• [Exercise requirements]
- 1) Copy part of the communication analysis text word for word, beginning at the words "User-defined tables can" and stopping after "a vendor-specific relationship).".
- 2) According to the communication analysis text, which three methods does Wireless InSite offer for bit error rate analysis?

------ Exercise text ------

Once a communication system is set up, a user can choose from three general types of analysis to assess its performance:

  • Throughput and Capacity

  • Bit Error Rate (BER)

  • Noise and Interference Analysis

For users with a MIMO license, there are additional calculations performed to apply MIMO techniques prior to beginning the communication analysis.

Interference and Noise Analysis

The first step in any analysis is to use channel data and noise specifications to determine signal power, interference, and noise.  Noise power is determined from noise power density, signal bandwidth, and each receiver’s noise figure and threshold.  Interference is determined using the received power from base stations within the system as well as any interferers (neighboring base stations outside the defined system).  From these inputs, the analyzer determines quantities such as the total noise and interference power at each receiver point in the study, the signal-to-noise-ratio (SNR), the signal-to-interference-plus-noise ratio (SINR), and a number of other related quantities.  Summary data is also collected, for example, determining the best SINR at each point and the base station from which that SINR was achieved.


Wireless InSite can predict the throughput and capacity (theoretical maximum data rate) for a channel from the bandwidth and SINR.  It supports a number of different wireless access methods, including:

  • LTE

  • WiMax

  • 802.11n, ac

  • User-defined table

User-defined tables can be used to define other access methods or to customize the selection of modulation and coding scheme as a function of SINR (often a vendor-specific relationship).  

Once the wireless access method is selected, the user chooses from allowed bandwidths for carriers, and the analyzer computes the throughput based on data from literature, specifications from communication standards, and the calculated SINR for each channel in the communication analysis.

Wireless InSite throughput calculations for three different LTE bandwidths. Route through scene (red line) shows additional details of throughput reduction in areas where there are dropouts in coverage
Comparison of Bit Error Rate for 4-QAM (left) and 256-QAM (right) shows high BER in a larger proportion of the coverage area when higher-order modulation is used.

Bit Error Rate

Wireless InSite offers three methods for bit error rate analysis: 

  • AWGN: assumes an additive white Gaussian noise (AWGN) channel

  • Theoretical Fading: assumes a Rayleigh or Rician fading channel

  • Semi-Analytic: determined based on an analysis of the complex impulse response of the channel

The bit error rate calculation is heavily dependent on the selection of the modulation and coding scheme (e.g., quadrature amplitude modulation, or QAM) and the alphabet size (e.g., 64).  It is also dependent on the SINR, the bandwidth, and for some of the methods, additional details about the channel characteristics, derived from the complex impulse response.

------ Data for review ------

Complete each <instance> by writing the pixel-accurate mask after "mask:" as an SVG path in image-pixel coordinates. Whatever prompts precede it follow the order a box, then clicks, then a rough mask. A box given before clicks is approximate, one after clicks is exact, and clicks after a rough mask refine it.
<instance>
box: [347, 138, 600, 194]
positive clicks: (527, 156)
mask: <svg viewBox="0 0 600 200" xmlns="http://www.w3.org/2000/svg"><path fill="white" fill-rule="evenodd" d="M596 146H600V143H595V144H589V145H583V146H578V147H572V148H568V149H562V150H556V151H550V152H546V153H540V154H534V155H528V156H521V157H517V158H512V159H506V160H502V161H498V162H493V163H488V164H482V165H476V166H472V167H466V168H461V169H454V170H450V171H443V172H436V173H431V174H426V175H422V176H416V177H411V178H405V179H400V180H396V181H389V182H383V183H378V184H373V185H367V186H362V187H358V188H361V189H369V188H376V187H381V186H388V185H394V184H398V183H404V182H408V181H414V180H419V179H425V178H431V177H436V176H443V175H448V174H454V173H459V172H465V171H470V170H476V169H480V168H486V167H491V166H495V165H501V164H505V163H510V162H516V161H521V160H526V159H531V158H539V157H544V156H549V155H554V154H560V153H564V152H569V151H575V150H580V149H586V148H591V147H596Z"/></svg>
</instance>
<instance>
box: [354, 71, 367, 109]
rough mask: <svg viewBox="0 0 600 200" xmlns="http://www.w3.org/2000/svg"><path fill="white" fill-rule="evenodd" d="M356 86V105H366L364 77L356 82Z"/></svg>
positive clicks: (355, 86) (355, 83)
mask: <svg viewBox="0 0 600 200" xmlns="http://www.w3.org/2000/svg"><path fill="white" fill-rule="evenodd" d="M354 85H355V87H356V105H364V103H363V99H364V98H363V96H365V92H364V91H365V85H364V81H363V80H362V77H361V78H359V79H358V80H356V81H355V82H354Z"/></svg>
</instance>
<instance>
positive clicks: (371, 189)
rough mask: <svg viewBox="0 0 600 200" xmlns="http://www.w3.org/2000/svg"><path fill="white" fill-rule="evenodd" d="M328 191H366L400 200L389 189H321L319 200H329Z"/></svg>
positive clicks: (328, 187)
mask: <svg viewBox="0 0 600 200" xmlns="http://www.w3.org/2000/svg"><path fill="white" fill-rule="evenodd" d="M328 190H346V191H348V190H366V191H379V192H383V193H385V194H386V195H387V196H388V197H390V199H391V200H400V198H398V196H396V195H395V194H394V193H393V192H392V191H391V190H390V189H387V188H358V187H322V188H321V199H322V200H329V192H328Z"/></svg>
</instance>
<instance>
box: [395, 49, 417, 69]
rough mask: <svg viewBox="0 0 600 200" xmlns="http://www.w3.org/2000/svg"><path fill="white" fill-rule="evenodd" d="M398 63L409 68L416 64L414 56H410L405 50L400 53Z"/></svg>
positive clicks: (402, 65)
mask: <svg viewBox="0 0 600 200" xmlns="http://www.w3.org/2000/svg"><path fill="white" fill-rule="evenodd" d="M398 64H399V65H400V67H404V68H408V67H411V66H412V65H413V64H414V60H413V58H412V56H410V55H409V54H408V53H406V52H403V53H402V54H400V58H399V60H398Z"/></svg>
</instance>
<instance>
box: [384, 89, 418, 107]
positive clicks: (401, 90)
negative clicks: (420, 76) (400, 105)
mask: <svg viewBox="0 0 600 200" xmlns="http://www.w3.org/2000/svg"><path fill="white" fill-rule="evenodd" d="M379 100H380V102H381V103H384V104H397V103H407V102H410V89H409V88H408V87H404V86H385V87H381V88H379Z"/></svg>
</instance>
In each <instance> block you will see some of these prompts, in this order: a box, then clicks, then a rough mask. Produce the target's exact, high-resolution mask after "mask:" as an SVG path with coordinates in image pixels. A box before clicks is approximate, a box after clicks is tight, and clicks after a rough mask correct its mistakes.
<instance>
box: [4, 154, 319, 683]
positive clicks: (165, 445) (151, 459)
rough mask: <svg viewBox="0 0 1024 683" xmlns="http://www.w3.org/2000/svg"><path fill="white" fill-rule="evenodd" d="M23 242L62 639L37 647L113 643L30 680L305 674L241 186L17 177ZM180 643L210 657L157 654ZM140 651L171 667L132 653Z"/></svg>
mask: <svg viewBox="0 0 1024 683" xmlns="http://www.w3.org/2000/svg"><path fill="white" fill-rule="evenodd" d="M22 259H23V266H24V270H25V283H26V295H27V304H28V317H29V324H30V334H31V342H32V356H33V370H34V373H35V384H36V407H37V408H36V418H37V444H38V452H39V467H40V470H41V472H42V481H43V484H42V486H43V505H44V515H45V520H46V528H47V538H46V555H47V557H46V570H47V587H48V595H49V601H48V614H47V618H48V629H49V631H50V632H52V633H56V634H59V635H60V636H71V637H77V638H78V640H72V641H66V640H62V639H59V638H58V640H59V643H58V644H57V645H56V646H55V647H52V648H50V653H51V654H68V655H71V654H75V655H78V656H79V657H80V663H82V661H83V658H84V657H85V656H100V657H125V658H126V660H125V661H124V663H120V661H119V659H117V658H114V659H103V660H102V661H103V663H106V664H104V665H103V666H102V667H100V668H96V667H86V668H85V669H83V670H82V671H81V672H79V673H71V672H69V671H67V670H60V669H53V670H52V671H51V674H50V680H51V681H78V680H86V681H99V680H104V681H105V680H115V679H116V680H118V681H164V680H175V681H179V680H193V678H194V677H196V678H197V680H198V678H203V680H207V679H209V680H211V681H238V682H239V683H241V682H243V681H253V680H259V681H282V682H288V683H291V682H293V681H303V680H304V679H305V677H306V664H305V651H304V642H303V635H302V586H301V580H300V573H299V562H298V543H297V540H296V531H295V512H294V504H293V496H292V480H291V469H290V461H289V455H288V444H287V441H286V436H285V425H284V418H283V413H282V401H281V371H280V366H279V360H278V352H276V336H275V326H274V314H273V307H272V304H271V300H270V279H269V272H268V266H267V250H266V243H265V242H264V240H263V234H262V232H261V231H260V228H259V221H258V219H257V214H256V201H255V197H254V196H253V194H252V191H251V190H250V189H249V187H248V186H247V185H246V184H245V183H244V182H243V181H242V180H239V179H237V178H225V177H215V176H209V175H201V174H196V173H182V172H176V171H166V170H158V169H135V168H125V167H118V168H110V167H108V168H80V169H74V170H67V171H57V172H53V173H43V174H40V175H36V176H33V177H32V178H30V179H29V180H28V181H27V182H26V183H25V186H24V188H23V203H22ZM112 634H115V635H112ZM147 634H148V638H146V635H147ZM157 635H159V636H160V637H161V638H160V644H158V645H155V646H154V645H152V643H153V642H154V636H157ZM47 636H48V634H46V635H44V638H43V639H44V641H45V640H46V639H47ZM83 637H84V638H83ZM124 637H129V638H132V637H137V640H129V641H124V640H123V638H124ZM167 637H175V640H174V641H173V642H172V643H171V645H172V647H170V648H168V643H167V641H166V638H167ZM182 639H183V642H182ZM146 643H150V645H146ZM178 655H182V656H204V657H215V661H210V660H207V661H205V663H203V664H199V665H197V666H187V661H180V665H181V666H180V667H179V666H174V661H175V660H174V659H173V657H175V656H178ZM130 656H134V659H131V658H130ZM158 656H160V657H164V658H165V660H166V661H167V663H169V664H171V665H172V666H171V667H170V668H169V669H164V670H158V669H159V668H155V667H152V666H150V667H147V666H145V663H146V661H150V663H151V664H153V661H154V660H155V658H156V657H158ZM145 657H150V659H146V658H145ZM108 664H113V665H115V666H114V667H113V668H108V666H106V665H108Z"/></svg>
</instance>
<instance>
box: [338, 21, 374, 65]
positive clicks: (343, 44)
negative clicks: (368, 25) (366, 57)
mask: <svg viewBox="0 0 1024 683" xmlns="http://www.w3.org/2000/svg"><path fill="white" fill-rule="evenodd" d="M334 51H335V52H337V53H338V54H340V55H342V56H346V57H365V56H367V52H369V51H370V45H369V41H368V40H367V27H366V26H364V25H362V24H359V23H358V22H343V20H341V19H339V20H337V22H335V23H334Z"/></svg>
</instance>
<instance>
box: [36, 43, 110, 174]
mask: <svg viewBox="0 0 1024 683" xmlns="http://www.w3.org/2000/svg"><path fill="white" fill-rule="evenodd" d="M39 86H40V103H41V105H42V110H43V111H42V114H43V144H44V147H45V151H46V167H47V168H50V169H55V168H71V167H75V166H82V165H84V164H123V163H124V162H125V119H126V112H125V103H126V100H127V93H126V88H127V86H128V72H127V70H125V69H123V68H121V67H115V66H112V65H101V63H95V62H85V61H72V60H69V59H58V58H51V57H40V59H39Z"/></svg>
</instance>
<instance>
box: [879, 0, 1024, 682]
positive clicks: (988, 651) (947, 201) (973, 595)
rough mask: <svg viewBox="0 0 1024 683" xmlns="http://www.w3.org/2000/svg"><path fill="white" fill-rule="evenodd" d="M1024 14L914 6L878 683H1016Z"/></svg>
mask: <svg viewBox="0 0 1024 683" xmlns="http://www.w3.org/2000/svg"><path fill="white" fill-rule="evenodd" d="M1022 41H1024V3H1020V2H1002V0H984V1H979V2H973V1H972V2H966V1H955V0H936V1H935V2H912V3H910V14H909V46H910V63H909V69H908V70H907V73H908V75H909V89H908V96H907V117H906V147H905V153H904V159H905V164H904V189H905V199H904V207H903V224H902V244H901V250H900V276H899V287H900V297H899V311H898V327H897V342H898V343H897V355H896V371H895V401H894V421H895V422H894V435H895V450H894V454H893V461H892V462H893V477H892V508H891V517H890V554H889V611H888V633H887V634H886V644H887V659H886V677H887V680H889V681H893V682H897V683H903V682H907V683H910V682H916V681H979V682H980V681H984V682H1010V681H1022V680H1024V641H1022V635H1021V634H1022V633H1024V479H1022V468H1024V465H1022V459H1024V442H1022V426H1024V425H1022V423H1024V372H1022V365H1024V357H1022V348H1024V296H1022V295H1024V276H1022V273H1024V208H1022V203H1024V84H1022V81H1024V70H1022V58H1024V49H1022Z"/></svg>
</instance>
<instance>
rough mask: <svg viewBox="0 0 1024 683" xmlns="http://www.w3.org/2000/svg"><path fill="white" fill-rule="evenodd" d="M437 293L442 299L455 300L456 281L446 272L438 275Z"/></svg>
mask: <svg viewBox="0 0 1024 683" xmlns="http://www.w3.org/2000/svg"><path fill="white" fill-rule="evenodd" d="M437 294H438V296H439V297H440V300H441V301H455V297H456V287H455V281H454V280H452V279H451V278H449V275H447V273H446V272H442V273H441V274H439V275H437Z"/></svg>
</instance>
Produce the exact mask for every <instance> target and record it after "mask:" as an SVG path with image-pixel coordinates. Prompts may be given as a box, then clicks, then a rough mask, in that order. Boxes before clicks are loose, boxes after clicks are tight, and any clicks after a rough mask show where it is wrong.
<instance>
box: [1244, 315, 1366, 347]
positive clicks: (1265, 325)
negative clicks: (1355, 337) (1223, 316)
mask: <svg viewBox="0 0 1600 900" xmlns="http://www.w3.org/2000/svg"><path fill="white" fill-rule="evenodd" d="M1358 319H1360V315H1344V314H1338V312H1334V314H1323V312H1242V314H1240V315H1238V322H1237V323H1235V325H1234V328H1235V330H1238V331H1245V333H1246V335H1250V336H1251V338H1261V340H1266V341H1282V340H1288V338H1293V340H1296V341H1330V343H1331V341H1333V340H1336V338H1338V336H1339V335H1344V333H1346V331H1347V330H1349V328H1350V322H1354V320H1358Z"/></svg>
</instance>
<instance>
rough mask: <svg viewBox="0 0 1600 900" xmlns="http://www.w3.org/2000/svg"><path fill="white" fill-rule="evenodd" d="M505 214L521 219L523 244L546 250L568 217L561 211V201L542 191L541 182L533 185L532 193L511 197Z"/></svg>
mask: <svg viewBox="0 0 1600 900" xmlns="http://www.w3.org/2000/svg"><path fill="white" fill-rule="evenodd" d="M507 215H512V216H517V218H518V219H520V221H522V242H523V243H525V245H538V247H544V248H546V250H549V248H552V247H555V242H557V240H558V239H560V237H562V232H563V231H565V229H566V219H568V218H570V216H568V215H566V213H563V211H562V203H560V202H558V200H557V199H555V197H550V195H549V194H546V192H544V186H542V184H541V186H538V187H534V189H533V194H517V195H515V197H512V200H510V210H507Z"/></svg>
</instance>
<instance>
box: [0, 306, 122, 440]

------

• [Numbered answers]
- 1)
User-defined tables can be used to define other access methods or to customize the selection of modulation and coding scheme as a function of SINR (often a vendor-specific relationship).

- 2) AWGN, Theoretical Fading, and Semi-Analytic.